Text for analysis
============================================================

ORIGINAL: peculiar_lady2

quote:

In my experience...the only hitting children I have known...have been those that came from either abusive homes, or homes where they weren't spanked....that doesn't mean NOT spanking them makes them hit....

I was going to say the same thing...just wasn't sure how that would come across. It is true though...the only kids I have ever seen that had a problem with hitting (and by problem I mean an on-going disciplinary problem) were in situations where they lived around abuse or where they were not disciplined OR spanked. Spanking in and of itself isn't the problem, it's that it is such a relative thing...if you can't handle approaching spanking with an appropriateness then of course there will be a problem arise (like a child that is beaten or humiliated)...but when used in an appropriate manner and on a child that responds to it then it can be the best thing for them.

============================================================

Task objective
In the forum post on spanking, list every word of two or more letters that is written entirely in capital letters. The listing isn't needed for working with the forum post on spanking.

Supplied material
============================================================

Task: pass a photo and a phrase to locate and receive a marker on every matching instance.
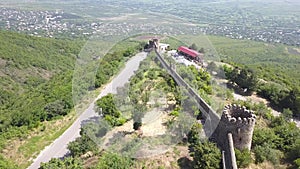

============================================================

Written answer
ORIGINAL, NOT, OR